Rewrite the listing between the line containing "Reviewer note: check that each instance of the chamomile" and the line containing "Target: green leaf", inclusive, with "Reviewer note" changed to "Annotator note" and everything else unchanged. Leave the pictures out of your answer.

######

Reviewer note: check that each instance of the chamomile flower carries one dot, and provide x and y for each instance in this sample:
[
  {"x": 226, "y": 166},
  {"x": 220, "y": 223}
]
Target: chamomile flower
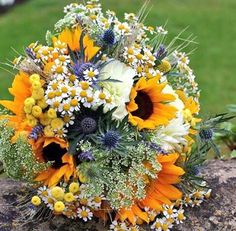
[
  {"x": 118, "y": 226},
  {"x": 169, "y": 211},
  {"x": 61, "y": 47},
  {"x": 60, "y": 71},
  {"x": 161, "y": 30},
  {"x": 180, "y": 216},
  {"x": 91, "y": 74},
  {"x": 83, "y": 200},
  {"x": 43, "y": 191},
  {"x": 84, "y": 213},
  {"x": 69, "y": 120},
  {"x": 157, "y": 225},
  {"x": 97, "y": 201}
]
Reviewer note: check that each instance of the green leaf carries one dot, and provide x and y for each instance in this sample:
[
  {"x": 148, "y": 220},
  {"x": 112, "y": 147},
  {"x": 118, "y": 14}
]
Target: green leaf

######

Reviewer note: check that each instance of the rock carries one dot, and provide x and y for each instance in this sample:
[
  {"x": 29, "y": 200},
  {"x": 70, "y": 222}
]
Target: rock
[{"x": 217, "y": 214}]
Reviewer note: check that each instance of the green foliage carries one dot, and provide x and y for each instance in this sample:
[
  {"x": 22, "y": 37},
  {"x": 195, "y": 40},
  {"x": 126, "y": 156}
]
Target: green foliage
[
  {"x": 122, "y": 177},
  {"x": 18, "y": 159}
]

######

→ RESPONSE TO THE EXERCISE
Annotator note: check that each instance of the chamomile flower carries one dot, and provide x and y for each instance in this sample:
[
  {"x": 226, "y": 166},
  {"x": 220, "y": 223}
]
Target: chamomile flower
[
  {"x": 118, "y": 226},
  {"x": 169, "y": 211},
  {"x": 61, "y": 47},
  {"x": 60, "y": 71},
  {"x": 161, "y": 30},
  {"x": 180, "y": 216},
  {"x": 91, "y": 74},
  {"x": 83, "y": 200},
  {"x": 43, "y": 191},
  {"x": 84, "y": 213},
  {"x": 69, "y": 120},
  {"x": 157, "y": 225},
  {"x": 97, "y": 201}
]
Annotator note: check that each instance of the green leaf carries one dot, and provide x and y for each instance in this sample:
[
  {"x": 148, "y": 220},
  {"x": 112, "y": 147},
  {"x": 118, "y": 14}
]
Target: green leaf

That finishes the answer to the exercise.